» **Exercise**: Look for the line with "Could you point at the bald" in the entries below, then extract that line and all lines after it exactly, with pictures left out.

» **Supplied material**:
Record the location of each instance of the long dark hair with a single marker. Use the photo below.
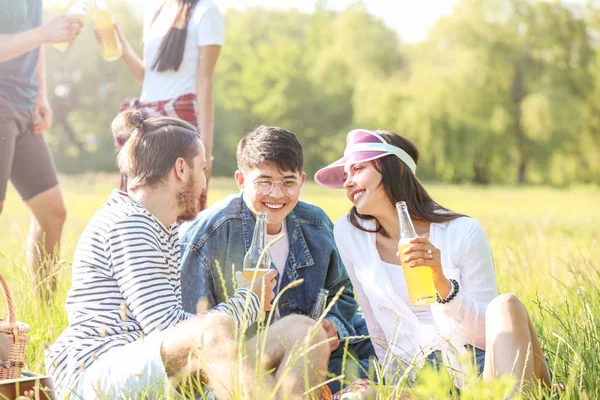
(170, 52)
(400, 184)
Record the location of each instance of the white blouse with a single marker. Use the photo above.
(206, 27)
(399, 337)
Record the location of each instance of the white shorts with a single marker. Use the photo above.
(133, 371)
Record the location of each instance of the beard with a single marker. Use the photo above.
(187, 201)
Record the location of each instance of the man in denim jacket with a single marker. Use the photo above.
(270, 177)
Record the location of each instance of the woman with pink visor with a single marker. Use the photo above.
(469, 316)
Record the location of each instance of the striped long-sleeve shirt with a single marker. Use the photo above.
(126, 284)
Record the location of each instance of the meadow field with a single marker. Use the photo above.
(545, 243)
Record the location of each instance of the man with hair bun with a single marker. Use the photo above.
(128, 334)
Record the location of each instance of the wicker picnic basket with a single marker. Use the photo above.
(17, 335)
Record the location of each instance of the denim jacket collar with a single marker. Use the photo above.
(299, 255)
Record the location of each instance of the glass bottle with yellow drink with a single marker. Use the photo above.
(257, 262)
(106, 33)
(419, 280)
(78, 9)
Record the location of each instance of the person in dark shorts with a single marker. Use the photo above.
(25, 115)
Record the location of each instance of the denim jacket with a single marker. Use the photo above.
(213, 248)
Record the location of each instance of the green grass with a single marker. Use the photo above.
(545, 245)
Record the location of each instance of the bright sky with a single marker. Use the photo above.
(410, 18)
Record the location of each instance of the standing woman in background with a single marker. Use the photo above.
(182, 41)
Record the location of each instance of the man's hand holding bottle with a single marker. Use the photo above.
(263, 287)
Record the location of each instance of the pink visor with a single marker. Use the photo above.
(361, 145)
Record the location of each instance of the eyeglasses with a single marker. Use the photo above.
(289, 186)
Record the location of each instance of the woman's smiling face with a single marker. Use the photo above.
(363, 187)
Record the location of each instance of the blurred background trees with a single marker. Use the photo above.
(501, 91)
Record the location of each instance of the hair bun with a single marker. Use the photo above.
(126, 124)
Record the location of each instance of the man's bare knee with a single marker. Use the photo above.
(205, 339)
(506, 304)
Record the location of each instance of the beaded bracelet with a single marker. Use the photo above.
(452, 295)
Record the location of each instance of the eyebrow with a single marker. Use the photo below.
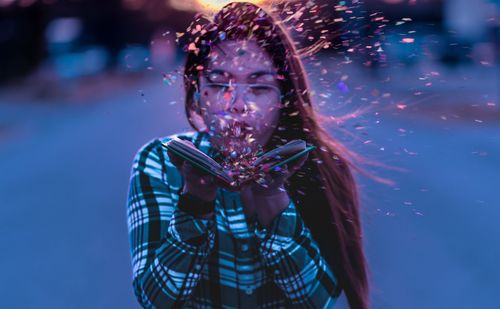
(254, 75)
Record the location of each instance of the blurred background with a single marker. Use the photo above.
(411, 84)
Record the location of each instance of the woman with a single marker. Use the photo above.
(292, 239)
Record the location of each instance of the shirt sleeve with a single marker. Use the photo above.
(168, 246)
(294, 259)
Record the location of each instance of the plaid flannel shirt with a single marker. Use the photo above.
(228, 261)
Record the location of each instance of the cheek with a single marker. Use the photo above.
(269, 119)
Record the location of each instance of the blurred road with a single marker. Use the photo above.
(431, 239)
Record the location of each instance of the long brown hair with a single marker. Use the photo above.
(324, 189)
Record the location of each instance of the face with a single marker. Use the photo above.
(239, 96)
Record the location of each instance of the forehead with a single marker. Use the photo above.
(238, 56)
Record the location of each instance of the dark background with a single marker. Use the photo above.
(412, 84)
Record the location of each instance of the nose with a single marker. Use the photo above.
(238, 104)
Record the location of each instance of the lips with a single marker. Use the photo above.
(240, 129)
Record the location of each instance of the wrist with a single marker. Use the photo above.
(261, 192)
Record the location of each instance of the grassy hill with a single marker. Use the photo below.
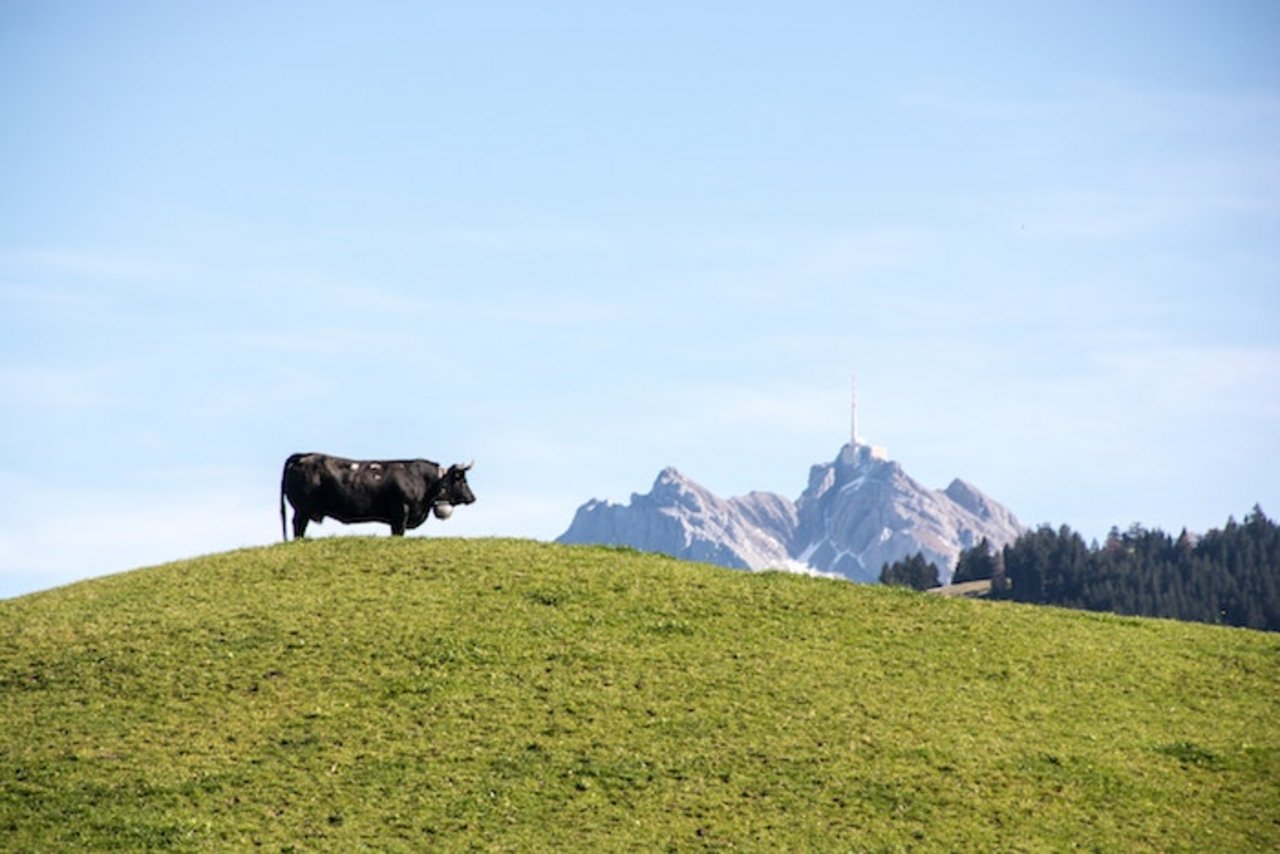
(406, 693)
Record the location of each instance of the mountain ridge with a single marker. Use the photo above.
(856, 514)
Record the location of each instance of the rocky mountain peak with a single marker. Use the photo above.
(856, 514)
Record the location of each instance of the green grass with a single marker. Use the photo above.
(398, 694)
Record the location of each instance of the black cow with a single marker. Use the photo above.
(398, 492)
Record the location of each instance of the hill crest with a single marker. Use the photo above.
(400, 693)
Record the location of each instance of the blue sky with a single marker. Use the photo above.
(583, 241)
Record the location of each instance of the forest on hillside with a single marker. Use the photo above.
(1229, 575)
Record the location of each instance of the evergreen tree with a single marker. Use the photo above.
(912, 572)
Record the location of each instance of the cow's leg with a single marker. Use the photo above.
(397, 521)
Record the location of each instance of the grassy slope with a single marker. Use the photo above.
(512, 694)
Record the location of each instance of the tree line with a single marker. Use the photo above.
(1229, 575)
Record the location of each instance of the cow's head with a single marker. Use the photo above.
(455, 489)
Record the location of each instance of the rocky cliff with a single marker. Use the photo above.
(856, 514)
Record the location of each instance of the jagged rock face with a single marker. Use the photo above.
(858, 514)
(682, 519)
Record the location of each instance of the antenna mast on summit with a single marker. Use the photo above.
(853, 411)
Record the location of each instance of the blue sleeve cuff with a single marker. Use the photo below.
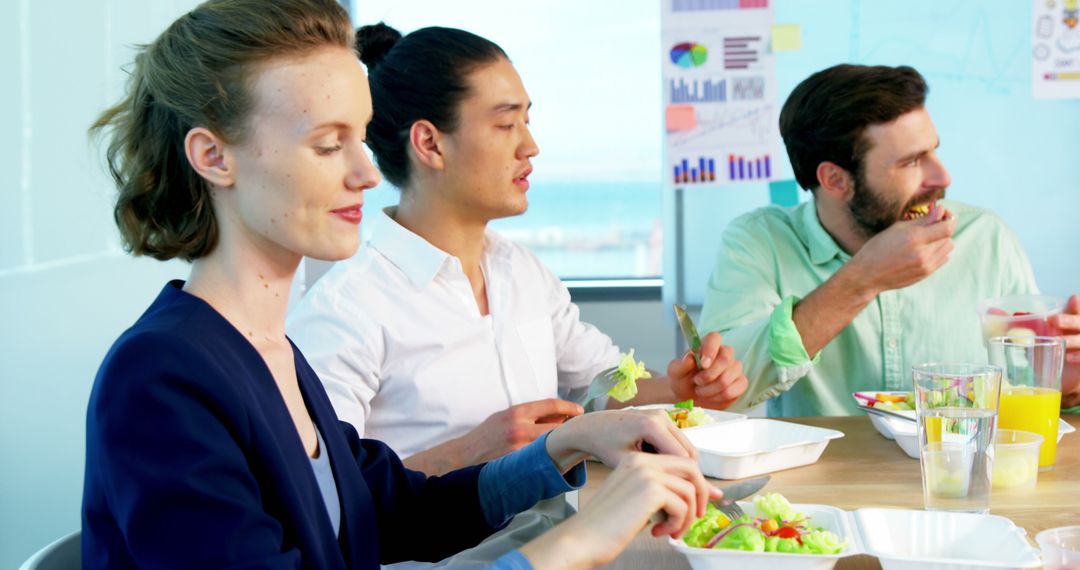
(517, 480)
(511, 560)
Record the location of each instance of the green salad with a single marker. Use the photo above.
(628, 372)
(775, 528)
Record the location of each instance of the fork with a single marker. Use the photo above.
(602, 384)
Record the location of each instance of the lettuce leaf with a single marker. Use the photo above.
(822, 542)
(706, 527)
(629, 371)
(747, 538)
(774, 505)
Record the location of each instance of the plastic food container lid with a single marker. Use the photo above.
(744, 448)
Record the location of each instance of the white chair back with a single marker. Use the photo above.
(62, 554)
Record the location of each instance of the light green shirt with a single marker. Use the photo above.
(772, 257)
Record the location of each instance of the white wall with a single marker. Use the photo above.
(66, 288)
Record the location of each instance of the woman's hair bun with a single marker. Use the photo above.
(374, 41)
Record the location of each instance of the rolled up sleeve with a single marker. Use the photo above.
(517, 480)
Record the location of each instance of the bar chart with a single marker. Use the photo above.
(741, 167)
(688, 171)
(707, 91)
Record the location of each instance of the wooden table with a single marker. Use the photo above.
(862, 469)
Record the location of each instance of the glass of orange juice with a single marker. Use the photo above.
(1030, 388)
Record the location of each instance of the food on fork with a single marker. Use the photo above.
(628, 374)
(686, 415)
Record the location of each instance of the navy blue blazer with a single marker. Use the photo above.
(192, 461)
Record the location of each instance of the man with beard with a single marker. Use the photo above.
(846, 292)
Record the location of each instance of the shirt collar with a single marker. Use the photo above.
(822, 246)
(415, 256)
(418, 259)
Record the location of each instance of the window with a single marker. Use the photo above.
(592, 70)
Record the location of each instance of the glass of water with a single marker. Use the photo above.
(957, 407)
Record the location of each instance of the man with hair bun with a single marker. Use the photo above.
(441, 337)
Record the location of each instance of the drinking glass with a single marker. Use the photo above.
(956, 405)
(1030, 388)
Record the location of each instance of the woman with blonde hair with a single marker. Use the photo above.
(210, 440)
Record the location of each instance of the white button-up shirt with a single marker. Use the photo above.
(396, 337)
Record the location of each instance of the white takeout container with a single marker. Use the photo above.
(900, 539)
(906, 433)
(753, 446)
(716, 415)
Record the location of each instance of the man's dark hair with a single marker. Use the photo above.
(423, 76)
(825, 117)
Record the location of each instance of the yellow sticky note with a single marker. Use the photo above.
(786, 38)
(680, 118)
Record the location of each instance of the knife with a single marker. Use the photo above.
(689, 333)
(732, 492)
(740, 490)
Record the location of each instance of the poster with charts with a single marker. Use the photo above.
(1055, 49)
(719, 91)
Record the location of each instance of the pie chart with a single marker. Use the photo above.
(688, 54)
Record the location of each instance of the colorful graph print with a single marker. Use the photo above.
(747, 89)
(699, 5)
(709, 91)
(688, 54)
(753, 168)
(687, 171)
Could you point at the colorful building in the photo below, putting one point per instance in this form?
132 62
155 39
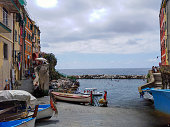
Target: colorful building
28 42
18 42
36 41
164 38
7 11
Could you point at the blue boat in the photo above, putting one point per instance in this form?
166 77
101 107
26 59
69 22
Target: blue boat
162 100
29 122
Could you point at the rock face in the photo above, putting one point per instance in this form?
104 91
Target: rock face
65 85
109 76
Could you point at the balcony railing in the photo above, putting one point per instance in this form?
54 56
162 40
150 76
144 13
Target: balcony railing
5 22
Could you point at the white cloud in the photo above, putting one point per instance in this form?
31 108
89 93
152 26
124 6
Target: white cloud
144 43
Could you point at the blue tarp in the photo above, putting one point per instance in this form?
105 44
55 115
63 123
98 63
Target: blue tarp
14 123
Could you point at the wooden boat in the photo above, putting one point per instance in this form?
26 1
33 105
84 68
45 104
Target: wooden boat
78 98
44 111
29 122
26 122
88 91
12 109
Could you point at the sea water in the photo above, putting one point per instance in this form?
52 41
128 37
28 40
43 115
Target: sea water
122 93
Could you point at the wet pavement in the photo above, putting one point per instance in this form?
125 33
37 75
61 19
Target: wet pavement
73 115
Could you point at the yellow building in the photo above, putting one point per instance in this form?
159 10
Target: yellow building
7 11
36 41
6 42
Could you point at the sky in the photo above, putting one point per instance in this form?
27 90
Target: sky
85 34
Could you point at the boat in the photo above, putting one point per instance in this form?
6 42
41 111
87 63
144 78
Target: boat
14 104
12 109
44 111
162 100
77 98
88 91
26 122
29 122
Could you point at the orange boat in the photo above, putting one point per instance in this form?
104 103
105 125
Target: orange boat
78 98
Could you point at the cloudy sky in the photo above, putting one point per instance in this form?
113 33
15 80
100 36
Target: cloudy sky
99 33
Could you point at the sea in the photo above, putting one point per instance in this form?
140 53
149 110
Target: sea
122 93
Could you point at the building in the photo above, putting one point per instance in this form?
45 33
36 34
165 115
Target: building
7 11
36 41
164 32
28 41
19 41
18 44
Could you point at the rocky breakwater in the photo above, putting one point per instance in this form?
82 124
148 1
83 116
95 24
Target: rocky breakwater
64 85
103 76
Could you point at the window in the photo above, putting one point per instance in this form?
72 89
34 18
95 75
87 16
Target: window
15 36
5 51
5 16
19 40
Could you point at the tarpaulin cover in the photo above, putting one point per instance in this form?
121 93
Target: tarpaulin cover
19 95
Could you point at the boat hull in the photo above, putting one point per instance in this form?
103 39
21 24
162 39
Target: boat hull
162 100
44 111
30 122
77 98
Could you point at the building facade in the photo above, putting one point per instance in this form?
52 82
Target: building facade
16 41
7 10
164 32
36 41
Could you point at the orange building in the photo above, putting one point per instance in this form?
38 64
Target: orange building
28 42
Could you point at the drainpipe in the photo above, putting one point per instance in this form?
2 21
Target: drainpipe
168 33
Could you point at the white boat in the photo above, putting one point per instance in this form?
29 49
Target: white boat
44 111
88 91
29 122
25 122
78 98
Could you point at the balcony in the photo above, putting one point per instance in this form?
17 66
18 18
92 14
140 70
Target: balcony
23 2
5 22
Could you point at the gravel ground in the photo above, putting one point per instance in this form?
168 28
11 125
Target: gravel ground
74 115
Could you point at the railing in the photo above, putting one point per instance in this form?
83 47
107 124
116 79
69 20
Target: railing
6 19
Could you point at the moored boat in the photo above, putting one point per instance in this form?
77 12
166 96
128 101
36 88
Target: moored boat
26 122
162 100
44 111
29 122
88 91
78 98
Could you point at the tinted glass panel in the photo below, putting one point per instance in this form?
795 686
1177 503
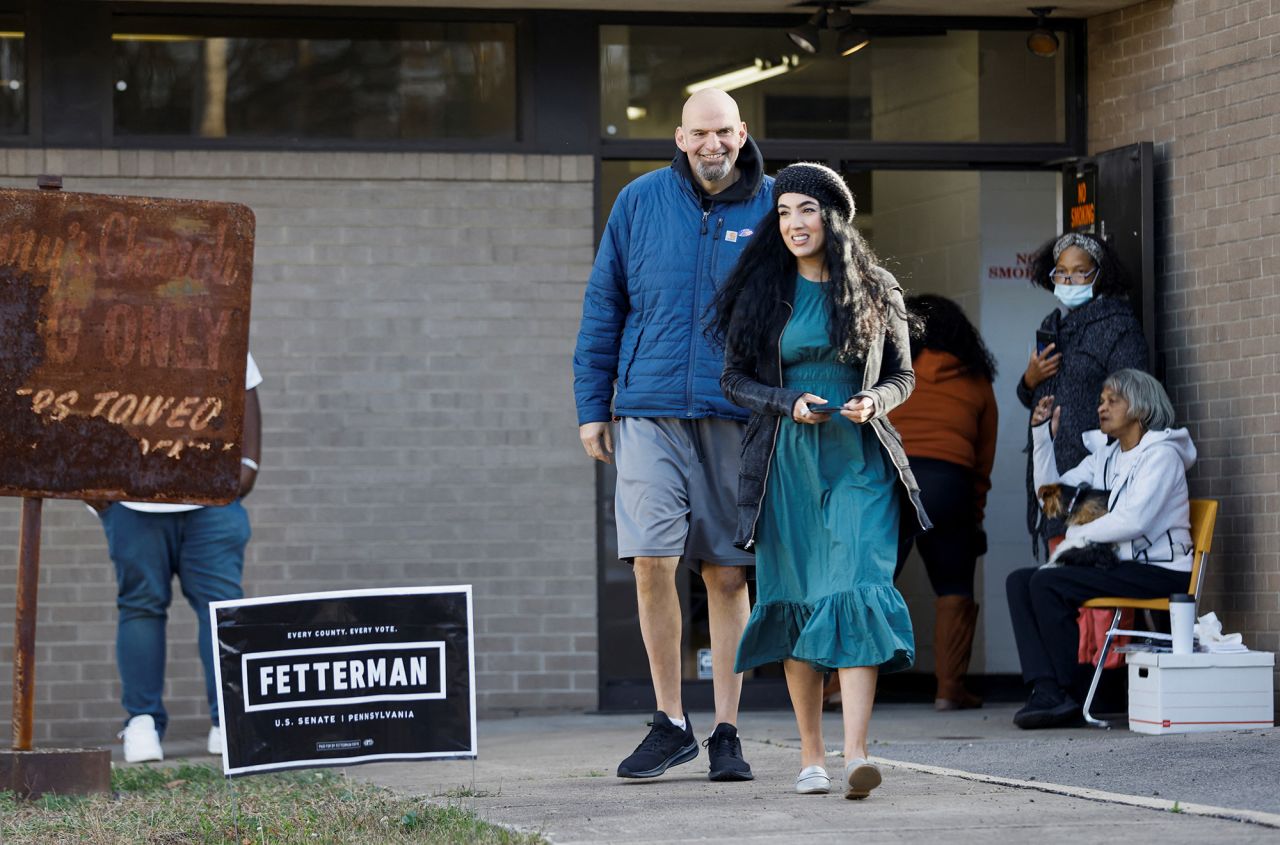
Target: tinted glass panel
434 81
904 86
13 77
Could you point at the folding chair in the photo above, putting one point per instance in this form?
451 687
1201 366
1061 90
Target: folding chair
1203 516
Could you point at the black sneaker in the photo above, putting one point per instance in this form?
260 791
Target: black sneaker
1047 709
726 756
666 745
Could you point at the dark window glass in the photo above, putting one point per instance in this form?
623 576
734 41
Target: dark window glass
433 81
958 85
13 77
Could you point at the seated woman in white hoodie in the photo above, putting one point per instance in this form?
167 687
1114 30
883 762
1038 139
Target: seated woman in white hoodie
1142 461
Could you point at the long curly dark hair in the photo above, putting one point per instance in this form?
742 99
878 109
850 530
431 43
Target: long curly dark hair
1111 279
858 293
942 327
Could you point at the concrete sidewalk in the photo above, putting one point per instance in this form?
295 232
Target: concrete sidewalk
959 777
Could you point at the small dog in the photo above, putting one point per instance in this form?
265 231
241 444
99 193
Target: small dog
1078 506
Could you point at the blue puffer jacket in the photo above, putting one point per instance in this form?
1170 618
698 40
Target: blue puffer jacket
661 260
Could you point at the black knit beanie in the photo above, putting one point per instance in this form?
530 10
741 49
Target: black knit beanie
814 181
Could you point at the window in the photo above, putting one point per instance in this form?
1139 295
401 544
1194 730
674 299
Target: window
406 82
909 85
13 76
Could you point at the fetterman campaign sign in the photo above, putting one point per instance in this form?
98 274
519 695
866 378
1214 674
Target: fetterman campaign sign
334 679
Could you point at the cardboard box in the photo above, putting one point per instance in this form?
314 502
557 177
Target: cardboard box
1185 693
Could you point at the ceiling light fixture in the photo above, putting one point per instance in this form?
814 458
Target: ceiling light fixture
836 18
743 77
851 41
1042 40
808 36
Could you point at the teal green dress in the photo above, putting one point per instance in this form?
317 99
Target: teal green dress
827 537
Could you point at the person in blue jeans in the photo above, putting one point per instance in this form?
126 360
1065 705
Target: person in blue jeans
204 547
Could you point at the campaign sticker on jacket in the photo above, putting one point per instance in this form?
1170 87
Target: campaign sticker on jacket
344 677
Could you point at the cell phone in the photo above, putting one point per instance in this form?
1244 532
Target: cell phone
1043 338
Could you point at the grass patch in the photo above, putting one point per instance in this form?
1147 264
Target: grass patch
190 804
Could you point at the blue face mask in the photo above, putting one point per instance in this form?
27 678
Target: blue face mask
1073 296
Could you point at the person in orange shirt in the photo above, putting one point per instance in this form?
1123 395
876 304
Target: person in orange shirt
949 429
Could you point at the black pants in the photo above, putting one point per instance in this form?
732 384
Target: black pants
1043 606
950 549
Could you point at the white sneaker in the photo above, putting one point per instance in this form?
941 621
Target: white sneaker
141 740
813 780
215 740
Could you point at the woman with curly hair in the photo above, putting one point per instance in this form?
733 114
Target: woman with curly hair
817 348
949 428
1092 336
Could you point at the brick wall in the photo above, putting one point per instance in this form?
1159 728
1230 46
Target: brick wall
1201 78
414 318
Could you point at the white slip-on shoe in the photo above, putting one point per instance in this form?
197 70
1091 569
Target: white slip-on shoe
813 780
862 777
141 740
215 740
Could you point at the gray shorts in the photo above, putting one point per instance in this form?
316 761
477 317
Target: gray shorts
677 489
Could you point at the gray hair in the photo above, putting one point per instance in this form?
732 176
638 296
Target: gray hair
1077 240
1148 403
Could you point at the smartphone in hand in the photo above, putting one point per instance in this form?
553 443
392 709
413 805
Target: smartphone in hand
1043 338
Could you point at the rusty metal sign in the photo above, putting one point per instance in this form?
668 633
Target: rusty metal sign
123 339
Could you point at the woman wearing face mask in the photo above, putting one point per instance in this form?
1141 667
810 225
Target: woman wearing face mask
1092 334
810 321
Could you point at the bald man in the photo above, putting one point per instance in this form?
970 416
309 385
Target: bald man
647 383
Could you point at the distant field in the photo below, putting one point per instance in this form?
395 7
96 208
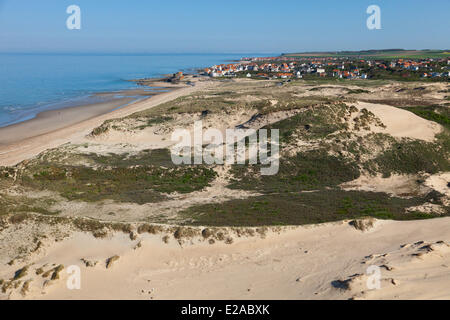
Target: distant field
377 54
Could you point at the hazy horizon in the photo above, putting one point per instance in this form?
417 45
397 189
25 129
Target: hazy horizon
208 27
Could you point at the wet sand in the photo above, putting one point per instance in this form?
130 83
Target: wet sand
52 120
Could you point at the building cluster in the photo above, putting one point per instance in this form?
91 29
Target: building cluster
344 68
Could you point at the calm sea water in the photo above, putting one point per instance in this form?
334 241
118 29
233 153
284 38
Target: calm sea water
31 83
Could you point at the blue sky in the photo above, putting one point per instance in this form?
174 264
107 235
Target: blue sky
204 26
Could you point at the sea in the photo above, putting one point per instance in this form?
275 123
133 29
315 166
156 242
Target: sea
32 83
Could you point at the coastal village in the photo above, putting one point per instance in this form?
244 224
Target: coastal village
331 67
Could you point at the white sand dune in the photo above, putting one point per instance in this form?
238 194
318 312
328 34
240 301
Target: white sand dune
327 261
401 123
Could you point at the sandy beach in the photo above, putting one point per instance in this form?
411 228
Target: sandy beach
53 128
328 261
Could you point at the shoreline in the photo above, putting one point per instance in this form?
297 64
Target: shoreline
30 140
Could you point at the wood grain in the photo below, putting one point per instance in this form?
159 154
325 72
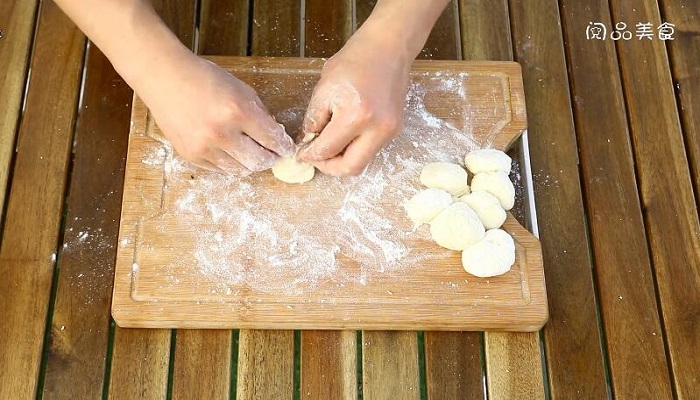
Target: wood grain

» **Output of the exercise**:
Could you point at the bald man in the photo above, putting one point per instance in this form?
970 416
309 385
Target: bald man
647 383
Could you point at the distant field in the photo below, putting one point per instance in this form?
395 7
96 208
Target: distant field
377 54
Could you point at the hazy horizon in the photo above, putting one point per instance in this form?
417 45
397 189
25 129
Target: hazy horizon
208 27
Could you point at the wet sand in the photo above, putting one point per instance in this form?
130 83
Target: wet sand
52 120
Could you point at the building cluster in the photo above, putting one point per instance in this form?
91 29
Target: building cluster
344 68
Could you point at the calm sea water in the photo above, putting one point per instance in this form?
334 241
118 29
233 153
284 38
Target: calm sea water
31 83
Could you point at the blue sky in the photo above, putting one point per instance in this form?
174 264
107 235
Target: blue sky
204 26
Could you point at the sea in the photo above, putting one point per instance in this form?
275 123
133 29
315 166
156 242
Target: sea
32 83
Could you point at the coastal village in the photo above, putting one point per instance in this form?
244 224
Target: coastal village
331 67
Could you point at the white sand dune in the photo above, putting one point per instance in this form?
238 194
318 312
328 34
240 301
Target: white sand dune
327 261
401 123
Could you point at the sandy beach in the photo above, putting one point per instance in this form?
411 228
Target: sandy beach
53 128
328 261
Could you point at the shoreline in the photo above, putting one point per instance in this form?
297 64
Target: shoreline
30 140
Could you point at the wood grain in the photo below, putting one point per instance in this form?
159 154
325 72
Target: wood grain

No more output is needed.